• **Requirement 1**:
According to the passage on finalizers, at least how many garbage collection cycles does it take to collect a finalizable object that is not rooted?
• **Requirement 2**:
Please repeat the passage on finalizers word for word, everything from "The extra expense" down to "not to run.".
• **Requirement 3**:
Pick up the passage on finalizers after its last sentence and keep writing it.

• **Provided passage**:
^^^^^^^^^^^^^^^^
When implementing finalizers, developers should consider several factors. Some of these considerations emphasize that finalizers should be avoided whenever possible. For example, you should never implement an empty finalizer. In the C++ language, an empty destructor is harmless. In C#, an empty destructor (finalizer) is costly, as explained in this section. These are the factors:
As demonstrated several times already in this chapter, finalizers are expensive. At least two garbage collection cycles are required to collect a finalizable object that is not rooted. During the first garbage collection, the finalizable object is moved from the Finalizable queue to the FReachable queue. After the finalizer has been called, the memory of the object is reclaimed in a future garbage collection. The lifetime of objects referenced by the finalizable object are equally extended. They must wait for the finalizable object to be reclaimed before being released themselves. This extra object retention increases memory pressure, which causes additional garbage collection. The finalizable objects are promoted to later generations, which make a full garbage collection more likely, and full garbage collection is even more expensive.
The extra expense of defining a finalizable object actually starts at its allocation. When a finalizable object is created, a reference to the object must be added to the Finalizable queue. Objects without finalizers avoid this additional expense at allocation.
Finalizers are not always called. Some of the reasons why a finalizer might not be called have already been mentioned. One such reason is the shutdown of the CLR by a host application. Another cause is if the finalizers exceed the remaining available time. In addition, you can programmatically suppress a finalizer with the GC.SuppressFinalize method. An asynchronous exception, such as a thread abort exception, can cause a finalizer not to run.
Finalizable objects are multithreaded. Object code and the finalizer execute on different threads. For this reason, certain activities should be avoided in the finalizer. Most notably, never access TLS associated with the object in the finalizer. Because the thread context has changed, using TLS in the finalizer is inappropriate.
The TLS sample application contains the following code, which uses TLS. This is a Windows Forms application. It contains a TMonitor class that logs messages to a file. The TMonitor class maintains a reference to several StreamWriter objects, which are stored in the TLS table of each thread. For this reason, threads accessing the same TMonitor object will use different StreamWriter objects that are retrieved from each thread’s individual TLS table. Therefore, each thread will write status messages to a different file. In the sample application, two threads are accessing a TMonitor instance. In the destructor of the TMonitor type, a StreamWriter is retrieved from TLS and closed. Which StreamWriter is closed? Is this the StreamWriter of the first or second thread? The answer is neither. The destructor is running on the finalizer thread, which is unrelated to the other threads. This thread has no StreamWriter reference, and an error is reported using the Console.WriteLine method. In Microsoft Visual Studio, Console.WriteLine in a Windows Forms application displays text in the Output window. The following application is for demonstration purposes only. In a finalizer, you should not reference other managed objects. A corrected version of this code is presented in the section titled "TLS Example" later in this chapter.
^^^^^^^^^^^^^^^^
• **Information shown**:

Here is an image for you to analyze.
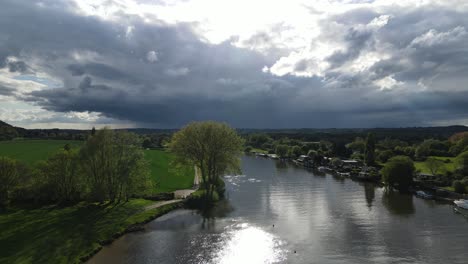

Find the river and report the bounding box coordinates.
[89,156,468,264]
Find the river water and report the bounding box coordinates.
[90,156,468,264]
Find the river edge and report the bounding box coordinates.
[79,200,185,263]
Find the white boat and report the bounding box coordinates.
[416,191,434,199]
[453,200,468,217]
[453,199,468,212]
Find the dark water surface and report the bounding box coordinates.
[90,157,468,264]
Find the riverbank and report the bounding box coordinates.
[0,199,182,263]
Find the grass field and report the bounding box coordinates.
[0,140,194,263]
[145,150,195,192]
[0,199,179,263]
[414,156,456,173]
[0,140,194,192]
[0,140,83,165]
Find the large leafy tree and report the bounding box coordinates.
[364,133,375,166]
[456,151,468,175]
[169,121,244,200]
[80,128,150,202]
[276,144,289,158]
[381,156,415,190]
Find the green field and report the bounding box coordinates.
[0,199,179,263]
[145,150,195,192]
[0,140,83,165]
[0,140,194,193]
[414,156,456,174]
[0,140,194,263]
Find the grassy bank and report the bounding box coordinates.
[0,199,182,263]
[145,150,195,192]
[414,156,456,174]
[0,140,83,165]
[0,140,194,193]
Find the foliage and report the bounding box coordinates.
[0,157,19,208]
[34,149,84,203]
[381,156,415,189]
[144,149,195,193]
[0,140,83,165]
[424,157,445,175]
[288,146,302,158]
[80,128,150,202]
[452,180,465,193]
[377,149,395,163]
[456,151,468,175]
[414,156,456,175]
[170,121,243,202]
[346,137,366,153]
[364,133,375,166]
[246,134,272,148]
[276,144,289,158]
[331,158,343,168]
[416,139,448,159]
^^^^^^^^^^^^^^^^
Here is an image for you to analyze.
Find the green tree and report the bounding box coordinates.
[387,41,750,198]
^^^^^^^^^^^^^^^^
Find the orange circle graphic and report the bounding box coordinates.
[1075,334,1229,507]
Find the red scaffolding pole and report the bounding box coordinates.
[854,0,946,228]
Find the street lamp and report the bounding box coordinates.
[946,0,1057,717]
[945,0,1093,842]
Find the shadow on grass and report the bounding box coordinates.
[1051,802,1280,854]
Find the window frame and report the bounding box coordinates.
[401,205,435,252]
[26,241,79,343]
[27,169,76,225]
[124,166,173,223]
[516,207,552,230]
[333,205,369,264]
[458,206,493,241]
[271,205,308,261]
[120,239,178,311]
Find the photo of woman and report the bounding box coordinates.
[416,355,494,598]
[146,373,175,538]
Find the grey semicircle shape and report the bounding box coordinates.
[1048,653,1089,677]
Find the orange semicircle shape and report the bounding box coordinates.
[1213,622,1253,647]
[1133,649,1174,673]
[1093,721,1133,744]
^^^^^^^^^^^^^^^^
• **Written response 1**:
At least two

• **Written response 2**:
The extra expense of defining a finalizable object actually starts at its allocation. When a finalizable object is created, a reference to the object must be added to the Finalizable queue. Objects without finalizers avoid this additional expense at allocation.
Finalizers are not always called. Some of the reasons why a finalizer might not be called have already been mentioned. One such reason is the shutdown of the CLR by a host application. Another cause is if the finalizers exceed the remaining available time. In addition, you can programmatically suppress a finalizer with the GC.SuppressFinalize method. An asynchronous exception, such as a thread abort exception, can cause a finalizer not to run.

• **Written response 3**:
class TMonitor {
public void WriteFile() {
StreamWriter sw = Thread.GetData(Form1.Slot) as StreamWriter;
if (sw == null) {
sw = new StreamWriter(string.Format(
@"C:{0}File.txt",
Thread.CurrentThread.Name),
true);
Thread.SetData(Form1.Slot, sw);
}
sw.WriteLine(DateTime.Now.ToLongTimeString());
}
~TMonitor() {
StreamWriter sw = Thread.GetData(Form1.Slot) as StreamWriter;
if (sw != null) {
sw.Close();
}
else {
Console.WriteLine("Error in destructor");
}
}
}There is a single finalizer thread that services the FReachable queue. It calls pending finalizers of finalizable objects. The finalizer thread is different from other threads that might be accessing the object methods. Do not change the context of the finalization thread. This is not your thread. Changing the context of the finalization thread can have adverse effects on the finalization process.
Do not call virtual functions from finalizers. This can cause unexpected behavior such as inadvertent leaks and resources not being cleaned up. If overridden, there is no assurance that the derived class will provide the appropriate implementation related to the destructor. This is especially true for classes published in a class library, in which the developer of the derived class might have limited knowledge of the base class, including the destructor.
Look at the following sample code:
using System;
namespace Donis.CSharpBook {
public class Starter {
private static void Main() {
YClass obj = new YClass();
}
}
public class ZClass {
protected virtual void CloseResource() {
Console.WriteLine("Closing ZClass resource.");
}
~ZClass() {
CloseResource();
}
}
public class YClass : ZClass {
protected override void CloseResource() {
Console.WriteLine("Closing YClass resource.");
}
~YClass() {
CloseResource();
}
}
}In the preceding code, the finalizer in the ZClass calls the CloseResource method, which is a virtual method. YClass is derived from ZClass and overrides the CloseResource method. An instance of the derived class is created in the Main method. At garbage collection, the following messages are displayed:
Closing YClass resource. Closing YClass resource.
Yes, CloseResource of the derived class is called twice—from the ZClass and the YClass destructors. Because CloseResource is virtual in the base class, the ZClass destructor calls CloseResource on the derived type. Calling CloseResource incorrectly twice creates a couple of problems. First, an exception could be raised on the second attempt to close the resource. Second, the CloseResource method is not called in the ZClass. The ZClass resource is leaked and not removed.
Garbage collection on objects is not performed in a guaranteed sequence. For this reason, you do not want to access another managed object in the finalizer. There is no assurance that the other managed object has not been collected and removed from memory.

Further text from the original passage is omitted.